### Task inputs

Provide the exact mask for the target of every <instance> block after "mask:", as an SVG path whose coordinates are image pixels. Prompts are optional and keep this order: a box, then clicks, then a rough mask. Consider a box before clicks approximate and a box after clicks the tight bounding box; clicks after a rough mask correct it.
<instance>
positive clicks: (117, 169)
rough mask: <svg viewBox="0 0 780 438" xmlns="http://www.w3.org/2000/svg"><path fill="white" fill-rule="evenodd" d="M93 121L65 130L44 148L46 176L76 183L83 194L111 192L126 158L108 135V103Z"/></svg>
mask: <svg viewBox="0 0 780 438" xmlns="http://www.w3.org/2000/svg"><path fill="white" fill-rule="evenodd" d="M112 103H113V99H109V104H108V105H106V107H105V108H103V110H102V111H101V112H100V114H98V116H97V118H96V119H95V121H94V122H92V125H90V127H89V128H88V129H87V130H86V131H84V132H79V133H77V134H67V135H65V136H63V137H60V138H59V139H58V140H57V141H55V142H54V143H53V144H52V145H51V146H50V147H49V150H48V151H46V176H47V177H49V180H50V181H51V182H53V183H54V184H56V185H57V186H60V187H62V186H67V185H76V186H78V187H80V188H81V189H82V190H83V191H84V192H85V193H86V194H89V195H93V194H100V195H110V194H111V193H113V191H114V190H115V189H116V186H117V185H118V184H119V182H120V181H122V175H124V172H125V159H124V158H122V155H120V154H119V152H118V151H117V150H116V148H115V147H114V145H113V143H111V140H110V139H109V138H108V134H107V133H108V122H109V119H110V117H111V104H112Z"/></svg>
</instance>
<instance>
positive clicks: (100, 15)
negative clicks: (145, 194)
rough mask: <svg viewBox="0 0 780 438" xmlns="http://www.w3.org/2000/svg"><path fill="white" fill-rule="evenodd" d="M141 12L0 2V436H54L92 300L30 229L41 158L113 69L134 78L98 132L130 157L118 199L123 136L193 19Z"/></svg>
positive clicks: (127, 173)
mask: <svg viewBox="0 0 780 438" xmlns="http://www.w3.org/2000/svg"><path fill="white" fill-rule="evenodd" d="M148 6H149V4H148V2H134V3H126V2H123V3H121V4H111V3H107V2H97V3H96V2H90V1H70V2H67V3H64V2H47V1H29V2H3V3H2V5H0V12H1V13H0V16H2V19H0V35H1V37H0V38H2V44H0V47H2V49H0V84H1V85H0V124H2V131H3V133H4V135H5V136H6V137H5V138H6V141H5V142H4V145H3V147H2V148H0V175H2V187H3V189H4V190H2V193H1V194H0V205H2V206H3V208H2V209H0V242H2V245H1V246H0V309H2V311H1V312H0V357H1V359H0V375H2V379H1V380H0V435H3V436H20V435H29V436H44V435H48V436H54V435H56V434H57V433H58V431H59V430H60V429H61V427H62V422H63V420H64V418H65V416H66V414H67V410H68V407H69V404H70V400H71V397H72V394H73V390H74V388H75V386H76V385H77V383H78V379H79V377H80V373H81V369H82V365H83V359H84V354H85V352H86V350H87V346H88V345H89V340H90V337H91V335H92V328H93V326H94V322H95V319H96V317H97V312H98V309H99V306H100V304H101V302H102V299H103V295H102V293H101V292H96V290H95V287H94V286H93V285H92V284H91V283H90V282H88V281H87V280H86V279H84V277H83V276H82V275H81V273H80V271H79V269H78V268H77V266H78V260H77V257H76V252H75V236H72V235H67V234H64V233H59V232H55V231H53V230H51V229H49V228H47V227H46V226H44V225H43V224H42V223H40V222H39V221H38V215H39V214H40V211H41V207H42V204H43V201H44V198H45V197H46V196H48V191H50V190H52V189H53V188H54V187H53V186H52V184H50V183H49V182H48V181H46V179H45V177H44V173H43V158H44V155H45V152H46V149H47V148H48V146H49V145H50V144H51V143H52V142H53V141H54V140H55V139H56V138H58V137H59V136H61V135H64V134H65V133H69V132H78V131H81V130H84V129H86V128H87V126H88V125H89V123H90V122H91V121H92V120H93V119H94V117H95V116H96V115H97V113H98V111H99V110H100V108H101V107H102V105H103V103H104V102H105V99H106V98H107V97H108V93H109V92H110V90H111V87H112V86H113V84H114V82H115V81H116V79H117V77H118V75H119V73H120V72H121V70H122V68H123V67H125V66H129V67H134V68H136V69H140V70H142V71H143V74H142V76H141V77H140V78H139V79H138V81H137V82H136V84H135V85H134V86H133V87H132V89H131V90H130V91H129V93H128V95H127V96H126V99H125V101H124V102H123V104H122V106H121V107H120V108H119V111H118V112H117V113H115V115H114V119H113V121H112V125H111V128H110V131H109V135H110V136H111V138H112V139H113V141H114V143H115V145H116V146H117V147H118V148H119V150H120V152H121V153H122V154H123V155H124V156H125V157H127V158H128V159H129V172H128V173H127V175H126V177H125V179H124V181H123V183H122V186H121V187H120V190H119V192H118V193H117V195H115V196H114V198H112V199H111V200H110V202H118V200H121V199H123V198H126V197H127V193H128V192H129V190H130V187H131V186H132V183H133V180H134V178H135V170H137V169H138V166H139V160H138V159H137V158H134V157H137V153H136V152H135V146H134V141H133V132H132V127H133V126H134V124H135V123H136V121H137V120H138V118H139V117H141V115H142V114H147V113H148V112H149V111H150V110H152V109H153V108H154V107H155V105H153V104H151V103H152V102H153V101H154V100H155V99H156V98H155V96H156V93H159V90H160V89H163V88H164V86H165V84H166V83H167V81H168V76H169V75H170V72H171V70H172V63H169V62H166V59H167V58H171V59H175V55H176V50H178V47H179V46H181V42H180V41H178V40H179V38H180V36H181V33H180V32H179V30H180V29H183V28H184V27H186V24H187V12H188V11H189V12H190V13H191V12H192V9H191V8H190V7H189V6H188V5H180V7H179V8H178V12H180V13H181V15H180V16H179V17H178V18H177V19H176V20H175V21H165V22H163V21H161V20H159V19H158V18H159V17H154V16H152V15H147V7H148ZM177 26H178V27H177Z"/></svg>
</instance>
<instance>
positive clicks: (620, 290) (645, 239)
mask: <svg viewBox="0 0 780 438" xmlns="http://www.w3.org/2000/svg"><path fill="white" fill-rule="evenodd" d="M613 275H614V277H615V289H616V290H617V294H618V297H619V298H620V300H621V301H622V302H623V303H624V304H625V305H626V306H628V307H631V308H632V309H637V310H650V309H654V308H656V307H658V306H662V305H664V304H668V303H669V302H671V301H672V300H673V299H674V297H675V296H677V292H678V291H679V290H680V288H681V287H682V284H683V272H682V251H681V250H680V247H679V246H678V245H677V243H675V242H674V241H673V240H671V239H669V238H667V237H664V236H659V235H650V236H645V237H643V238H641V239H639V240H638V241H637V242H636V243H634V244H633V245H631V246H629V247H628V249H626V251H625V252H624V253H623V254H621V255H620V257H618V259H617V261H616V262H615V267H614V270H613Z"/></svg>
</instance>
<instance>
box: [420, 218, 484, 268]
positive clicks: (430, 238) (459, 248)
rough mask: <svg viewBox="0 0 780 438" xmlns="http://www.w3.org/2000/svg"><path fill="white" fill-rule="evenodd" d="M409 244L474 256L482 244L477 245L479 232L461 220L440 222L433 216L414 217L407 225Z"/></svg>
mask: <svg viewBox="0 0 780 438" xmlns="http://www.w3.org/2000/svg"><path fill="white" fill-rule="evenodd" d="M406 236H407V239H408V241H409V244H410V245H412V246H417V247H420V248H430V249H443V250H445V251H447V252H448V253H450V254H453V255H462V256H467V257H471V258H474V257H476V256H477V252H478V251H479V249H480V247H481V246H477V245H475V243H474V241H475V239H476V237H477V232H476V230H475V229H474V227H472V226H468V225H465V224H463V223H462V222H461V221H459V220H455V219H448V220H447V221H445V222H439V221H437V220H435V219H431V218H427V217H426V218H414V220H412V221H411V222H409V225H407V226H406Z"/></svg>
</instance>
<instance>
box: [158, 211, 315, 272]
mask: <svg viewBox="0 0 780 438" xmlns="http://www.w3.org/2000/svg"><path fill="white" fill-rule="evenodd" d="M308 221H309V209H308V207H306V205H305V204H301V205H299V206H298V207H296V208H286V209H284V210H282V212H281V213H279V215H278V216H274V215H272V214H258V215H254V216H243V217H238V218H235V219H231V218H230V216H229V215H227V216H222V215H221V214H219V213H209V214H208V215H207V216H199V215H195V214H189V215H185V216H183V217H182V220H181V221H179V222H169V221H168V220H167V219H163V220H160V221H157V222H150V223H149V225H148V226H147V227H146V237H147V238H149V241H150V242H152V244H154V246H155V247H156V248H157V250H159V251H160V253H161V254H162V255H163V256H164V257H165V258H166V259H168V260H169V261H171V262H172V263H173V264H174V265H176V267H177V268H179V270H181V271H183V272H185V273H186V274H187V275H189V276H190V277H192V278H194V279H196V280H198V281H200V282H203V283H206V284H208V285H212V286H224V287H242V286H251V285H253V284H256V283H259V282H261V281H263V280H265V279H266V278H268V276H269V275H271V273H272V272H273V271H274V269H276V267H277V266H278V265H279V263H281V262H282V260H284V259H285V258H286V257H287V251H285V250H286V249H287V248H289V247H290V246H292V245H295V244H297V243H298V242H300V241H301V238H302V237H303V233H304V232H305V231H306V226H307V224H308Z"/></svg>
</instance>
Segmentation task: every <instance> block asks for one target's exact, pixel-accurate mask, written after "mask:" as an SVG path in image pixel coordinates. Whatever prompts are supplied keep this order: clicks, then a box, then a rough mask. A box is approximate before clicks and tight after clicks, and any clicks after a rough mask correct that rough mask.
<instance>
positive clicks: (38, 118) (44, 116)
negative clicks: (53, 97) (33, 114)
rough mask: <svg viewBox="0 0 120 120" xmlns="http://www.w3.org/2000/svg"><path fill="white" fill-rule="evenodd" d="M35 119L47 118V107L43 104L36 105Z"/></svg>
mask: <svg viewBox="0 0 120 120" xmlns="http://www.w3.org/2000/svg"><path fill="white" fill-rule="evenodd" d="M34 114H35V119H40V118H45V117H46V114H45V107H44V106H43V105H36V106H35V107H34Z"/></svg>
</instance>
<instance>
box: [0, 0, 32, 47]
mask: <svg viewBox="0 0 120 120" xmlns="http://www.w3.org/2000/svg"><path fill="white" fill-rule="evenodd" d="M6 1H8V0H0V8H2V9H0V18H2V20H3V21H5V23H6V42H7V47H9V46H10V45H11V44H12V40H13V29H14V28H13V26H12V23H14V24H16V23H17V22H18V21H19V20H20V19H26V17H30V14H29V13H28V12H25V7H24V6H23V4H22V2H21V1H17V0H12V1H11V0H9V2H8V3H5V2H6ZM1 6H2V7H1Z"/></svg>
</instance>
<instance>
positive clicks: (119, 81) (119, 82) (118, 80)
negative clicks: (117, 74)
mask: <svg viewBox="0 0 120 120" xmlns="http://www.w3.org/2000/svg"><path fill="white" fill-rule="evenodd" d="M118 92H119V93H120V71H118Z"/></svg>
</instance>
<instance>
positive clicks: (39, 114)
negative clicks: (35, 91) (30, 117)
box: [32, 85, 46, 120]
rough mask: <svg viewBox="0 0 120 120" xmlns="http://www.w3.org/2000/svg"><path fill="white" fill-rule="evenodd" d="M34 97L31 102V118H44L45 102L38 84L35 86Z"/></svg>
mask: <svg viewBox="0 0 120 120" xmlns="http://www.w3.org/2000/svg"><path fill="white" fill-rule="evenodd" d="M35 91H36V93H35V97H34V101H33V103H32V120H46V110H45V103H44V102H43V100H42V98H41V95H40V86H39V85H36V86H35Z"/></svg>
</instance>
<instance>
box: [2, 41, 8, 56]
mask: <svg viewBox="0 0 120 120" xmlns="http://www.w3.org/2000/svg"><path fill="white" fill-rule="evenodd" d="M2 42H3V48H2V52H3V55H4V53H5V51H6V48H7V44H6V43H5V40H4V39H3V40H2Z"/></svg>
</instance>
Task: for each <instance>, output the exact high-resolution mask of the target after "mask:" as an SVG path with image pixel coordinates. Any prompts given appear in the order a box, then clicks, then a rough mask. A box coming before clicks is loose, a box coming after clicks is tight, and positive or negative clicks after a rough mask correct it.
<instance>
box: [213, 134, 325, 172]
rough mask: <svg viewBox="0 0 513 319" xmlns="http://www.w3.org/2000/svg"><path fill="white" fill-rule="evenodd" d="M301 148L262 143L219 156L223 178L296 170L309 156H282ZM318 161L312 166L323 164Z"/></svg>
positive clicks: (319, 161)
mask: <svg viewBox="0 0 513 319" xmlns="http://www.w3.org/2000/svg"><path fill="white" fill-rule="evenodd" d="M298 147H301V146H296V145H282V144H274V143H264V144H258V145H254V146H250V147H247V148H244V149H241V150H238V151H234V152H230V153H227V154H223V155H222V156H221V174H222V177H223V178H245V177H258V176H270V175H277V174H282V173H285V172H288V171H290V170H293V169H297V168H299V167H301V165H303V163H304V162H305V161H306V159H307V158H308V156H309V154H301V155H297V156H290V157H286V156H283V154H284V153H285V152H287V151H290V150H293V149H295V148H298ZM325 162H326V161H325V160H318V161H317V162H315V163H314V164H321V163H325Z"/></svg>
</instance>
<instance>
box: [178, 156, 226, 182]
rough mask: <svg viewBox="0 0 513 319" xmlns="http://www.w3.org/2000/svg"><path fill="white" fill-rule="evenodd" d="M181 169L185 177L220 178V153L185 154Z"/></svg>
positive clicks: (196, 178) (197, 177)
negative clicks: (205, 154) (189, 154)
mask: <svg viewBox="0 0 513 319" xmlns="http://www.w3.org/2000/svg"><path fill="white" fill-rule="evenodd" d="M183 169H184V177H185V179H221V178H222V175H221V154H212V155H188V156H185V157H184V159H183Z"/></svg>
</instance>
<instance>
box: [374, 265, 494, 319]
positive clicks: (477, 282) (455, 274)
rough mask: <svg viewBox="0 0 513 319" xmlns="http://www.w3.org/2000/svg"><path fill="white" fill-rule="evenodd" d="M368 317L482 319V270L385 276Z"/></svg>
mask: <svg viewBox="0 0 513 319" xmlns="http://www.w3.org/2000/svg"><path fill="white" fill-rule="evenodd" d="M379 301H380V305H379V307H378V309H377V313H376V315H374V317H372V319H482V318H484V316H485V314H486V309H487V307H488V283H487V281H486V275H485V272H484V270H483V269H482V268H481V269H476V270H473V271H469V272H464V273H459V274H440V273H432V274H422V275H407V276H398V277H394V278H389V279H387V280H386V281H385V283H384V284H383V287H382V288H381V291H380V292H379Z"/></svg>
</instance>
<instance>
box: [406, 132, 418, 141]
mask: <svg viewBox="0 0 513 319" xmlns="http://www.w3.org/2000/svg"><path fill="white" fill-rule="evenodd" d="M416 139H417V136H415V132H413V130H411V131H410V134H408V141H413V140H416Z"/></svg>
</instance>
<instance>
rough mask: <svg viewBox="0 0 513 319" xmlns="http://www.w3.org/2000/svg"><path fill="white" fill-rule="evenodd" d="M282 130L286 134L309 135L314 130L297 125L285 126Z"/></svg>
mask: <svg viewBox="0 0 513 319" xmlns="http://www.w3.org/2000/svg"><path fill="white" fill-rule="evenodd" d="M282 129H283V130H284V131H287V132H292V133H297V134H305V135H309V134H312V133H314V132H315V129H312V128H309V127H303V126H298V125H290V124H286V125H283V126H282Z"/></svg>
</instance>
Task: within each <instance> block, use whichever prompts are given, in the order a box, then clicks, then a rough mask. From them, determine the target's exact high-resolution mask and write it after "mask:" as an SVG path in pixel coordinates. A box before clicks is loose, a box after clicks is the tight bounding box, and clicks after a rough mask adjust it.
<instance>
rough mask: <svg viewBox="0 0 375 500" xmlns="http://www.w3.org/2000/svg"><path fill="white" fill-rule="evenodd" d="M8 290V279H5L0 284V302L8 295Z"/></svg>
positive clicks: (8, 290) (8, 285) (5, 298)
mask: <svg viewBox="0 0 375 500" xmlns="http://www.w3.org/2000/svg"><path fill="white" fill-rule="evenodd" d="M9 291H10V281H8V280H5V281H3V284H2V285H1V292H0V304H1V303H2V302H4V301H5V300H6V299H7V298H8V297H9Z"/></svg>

######

*Exercise aim*. Each line of the records with the word "high" in it is to be copied.

*Task output*.
Task: for each <instance>, output the exact high-resolution mask of the target after "mask:" as an SVG path with image pixel coordinates. Any prompts given appear in the order a box, then clicks, then a rough mask. A box coming before clicks is loose, a box coming after clicks is tight, and positive or negative clicks after a rough mask correct it.
Task: within each <instance> block, use whichever prompts are given, in the order a box, then clicks, then a rough mask. From them, determine the target's exact high-resolution mask and write it after "mask:" as an SVG path in pixel coordinates. A box before clicks is loose, a box after clicks is the tight bounding box, and clicks after a rough mask adjust it.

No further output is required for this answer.